◆ EXERCISE
Report every line below that contains the word "tortoise", matching case exactly.

◆ DATA SHOWN
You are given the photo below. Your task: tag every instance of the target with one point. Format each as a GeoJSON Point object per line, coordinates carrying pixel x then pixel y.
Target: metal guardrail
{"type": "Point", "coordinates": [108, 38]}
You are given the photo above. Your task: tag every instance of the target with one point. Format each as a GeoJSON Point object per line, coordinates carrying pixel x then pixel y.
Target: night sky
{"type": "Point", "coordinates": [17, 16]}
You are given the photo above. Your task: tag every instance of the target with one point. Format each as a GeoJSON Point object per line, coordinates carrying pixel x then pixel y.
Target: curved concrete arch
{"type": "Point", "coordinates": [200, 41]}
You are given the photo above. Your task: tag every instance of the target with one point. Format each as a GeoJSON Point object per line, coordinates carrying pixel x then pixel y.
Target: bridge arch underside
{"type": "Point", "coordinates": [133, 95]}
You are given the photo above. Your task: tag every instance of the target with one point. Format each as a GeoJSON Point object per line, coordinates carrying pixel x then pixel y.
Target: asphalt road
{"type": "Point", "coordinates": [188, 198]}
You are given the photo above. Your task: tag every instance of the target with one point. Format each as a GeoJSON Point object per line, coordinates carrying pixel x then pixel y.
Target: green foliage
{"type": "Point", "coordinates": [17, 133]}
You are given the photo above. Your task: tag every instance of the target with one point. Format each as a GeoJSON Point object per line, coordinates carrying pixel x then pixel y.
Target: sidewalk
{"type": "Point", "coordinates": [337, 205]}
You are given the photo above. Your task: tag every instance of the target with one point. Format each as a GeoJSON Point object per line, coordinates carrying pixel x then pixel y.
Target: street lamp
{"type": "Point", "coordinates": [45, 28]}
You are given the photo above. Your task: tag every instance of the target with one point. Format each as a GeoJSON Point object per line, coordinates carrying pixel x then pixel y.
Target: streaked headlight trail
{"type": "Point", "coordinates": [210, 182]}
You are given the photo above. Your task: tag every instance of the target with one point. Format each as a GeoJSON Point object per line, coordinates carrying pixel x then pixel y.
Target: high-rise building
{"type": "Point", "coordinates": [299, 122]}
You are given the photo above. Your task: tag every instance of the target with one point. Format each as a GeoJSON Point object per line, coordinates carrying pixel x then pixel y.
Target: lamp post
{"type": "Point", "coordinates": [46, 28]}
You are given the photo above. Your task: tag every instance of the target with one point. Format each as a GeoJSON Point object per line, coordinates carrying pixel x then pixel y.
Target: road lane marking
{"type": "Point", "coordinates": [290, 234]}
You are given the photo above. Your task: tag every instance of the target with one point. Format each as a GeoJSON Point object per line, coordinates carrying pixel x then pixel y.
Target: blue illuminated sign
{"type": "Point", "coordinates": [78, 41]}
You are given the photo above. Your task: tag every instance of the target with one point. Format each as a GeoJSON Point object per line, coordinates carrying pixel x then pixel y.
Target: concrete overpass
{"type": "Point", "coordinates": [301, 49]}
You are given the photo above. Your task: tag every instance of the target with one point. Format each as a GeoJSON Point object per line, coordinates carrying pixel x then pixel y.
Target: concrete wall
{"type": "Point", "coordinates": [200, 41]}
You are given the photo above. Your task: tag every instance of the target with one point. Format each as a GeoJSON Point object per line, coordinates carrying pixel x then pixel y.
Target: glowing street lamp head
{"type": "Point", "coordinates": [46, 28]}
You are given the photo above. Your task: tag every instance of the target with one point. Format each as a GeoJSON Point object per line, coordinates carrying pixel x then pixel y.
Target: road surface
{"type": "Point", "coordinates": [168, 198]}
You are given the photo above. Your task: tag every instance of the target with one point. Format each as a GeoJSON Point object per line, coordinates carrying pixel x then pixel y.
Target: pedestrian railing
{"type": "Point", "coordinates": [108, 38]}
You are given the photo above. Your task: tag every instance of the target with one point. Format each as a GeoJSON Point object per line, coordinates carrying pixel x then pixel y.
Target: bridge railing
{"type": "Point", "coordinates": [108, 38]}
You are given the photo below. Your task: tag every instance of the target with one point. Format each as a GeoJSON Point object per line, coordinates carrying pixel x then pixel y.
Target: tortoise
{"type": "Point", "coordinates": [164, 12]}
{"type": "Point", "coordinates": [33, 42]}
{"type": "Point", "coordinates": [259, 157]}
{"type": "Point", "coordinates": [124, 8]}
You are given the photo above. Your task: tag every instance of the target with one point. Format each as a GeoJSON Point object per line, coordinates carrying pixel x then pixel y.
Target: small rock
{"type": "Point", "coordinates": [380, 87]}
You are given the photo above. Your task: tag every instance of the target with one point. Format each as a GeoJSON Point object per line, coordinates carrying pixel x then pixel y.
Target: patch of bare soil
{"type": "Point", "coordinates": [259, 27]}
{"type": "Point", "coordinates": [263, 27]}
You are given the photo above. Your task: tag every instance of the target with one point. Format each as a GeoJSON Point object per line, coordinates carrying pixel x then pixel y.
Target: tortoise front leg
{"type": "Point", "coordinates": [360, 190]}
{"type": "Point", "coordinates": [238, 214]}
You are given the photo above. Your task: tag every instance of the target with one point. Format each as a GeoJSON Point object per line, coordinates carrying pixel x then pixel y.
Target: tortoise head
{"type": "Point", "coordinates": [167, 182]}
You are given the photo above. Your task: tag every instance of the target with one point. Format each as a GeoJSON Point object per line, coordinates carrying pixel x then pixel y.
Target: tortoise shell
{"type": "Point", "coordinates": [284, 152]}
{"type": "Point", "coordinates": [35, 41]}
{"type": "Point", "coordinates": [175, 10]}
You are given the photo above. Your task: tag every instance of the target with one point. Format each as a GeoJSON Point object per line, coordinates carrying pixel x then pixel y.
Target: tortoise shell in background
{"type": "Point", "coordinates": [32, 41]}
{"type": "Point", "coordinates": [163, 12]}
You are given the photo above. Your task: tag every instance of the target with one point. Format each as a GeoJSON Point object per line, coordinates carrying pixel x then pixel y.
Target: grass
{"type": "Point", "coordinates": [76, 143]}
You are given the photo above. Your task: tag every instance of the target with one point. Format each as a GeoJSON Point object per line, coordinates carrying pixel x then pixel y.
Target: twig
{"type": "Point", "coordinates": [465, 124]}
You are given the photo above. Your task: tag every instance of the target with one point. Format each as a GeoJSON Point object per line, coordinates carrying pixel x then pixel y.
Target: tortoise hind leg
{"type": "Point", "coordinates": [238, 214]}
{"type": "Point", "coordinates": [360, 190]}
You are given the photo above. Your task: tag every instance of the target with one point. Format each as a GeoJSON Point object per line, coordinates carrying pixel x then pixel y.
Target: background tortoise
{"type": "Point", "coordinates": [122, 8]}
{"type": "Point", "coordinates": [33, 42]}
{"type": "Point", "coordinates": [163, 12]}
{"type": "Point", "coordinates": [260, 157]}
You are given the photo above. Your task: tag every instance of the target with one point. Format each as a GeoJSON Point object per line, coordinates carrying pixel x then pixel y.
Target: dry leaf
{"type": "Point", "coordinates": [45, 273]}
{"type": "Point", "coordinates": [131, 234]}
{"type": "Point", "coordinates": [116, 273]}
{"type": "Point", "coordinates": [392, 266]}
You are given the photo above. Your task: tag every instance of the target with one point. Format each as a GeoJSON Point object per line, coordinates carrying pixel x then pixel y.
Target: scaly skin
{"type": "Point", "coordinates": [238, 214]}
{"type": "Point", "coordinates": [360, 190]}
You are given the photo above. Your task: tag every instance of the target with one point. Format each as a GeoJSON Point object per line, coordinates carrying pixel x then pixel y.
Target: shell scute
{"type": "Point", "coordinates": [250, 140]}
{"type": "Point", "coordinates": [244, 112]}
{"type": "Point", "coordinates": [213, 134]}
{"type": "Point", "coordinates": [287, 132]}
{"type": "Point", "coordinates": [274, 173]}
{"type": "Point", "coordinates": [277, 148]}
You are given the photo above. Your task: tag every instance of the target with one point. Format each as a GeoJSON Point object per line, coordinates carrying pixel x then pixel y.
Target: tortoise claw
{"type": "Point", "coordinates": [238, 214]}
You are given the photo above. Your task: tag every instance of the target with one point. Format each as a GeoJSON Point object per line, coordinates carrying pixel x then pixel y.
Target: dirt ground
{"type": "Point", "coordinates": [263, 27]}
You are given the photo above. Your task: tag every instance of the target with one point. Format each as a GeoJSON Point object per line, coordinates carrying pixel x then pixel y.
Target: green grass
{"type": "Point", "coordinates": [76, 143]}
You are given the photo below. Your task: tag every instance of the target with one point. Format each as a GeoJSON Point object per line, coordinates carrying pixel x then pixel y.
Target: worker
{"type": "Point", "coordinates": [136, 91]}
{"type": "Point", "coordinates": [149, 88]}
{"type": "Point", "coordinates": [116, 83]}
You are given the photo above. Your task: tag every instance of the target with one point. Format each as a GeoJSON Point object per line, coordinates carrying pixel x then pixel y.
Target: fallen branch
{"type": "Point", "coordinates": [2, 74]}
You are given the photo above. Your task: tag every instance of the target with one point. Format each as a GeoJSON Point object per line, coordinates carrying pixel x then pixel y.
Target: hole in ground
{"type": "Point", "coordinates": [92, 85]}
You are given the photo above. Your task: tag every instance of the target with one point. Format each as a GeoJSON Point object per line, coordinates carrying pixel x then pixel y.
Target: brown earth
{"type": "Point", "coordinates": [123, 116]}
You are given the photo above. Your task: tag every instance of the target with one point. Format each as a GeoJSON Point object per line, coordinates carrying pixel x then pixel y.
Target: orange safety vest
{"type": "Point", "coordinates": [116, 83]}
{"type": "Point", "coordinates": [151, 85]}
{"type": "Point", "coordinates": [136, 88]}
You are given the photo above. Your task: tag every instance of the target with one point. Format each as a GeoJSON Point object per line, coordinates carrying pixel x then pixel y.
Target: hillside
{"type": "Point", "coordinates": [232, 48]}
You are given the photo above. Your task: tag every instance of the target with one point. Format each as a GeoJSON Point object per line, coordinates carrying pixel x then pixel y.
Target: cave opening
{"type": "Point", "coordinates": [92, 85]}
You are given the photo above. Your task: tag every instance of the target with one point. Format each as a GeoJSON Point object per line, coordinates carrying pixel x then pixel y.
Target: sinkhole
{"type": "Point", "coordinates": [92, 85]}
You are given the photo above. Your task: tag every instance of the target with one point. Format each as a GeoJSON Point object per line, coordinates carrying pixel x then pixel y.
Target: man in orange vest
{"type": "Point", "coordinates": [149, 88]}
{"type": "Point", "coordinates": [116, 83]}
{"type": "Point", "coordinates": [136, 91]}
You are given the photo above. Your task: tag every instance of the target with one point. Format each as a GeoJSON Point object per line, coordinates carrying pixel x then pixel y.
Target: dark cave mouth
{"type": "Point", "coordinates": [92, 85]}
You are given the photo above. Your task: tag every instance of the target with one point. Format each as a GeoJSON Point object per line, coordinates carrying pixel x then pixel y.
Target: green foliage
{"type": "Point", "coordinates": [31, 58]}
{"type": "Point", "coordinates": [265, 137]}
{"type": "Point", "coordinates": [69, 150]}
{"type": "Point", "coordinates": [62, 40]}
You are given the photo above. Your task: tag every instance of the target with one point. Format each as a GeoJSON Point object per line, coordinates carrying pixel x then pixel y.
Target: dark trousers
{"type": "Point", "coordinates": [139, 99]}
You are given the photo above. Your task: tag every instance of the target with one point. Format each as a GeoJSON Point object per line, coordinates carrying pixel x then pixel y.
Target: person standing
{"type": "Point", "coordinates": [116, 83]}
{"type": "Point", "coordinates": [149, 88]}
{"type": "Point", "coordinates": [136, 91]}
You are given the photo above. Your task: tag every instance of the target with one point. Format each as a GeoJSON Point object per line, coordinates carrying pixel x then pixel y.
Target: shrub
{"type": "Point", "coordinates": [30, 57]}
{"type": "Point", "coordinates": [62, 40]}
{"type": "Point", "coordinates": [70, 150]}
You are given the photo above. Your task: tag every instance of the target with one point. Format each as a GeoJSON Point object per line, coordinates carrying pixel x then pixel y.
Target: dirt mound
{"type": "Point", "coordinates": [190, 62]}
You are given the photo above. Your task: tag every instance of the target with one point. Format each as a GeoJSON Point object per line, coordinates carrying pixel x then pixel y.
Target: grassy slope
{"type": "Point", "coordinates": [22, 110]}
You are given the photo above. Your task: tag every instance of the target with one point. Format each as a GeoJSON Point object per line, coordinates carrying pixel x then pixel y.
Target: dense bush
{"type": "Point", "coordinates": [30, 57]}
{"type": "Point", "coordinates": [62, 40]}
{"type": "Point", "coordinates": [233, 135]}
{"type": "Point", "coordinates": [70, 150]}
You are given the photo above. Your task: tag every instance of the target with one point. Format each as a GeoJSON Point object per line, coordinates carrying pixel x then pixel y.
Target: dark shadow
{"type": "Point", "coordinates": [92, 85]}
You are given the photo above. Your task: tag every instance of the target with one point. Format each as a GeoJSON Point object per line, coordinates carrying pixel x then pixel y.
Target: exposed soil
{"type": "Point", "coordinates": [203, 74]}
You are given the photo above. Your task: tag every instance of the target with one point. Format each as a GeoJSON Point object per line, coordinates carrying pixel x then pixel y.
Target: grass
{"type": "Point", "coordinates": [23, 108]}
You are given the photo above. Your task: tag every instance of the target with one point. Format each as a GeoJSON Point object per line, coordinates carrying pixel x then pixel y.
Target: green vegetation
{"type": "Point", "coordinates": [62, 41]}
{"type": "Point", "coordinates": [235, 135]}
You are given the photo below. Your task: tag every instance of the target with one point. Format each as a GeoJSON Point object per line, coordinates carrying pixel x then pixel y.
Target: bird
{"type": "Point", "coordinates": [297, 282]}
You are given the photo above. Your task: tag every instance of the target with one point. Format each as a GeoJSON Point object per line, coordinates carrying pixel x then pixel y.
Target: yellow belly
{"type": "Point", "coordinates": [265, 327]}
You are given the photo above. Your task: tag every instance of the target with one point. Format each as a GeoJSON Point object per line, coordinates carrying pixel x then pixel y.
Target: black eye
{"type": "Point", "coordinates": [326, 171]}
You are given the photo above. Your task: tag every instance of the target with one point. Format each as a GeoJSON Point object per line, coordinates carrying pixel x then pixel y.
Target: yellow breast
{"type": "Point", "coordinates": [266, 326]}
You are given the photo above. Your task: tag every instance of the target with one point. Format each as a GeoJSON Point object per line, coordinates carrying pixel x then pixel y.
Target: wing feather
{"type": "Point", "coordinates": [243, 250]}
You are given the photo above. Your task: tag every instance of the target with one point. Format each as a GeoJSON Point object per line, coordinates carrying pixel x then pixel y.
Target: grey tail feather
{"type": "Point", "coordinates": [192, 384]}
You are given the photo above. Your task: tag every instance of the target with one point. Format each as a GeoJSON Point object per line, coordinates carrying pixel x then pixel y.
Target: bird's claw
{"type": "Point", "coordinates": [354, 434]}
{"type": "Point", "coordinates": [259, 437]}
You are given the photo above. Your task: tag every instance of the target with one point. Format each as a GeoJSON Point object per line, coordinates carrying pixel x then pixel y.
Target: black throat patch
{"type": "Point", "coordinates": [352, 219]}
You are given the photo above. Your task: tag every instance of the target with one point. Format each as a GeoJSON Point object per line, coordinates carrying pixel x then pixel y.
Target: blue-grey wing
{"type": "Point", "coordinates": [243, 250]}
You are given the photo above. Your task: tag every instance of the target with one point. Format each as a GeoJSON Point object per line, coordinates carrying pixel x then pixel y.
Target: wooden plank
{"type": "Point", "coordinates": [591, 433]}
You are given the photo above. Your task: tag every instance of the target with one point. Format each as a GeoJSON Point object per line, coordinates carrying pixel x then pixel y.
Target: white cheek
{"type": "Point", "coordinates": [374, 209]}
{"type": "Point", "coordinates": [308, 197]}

◆ RESPONSE FOR THIS EXERCISE
Target: tortoise
Target: tortoise front leg
Target: tortoise head
Target: tortoise shell
Target: tortoise shell in background
Target: tortoise hind leg
Target: background tortoise
Target: tortoise claw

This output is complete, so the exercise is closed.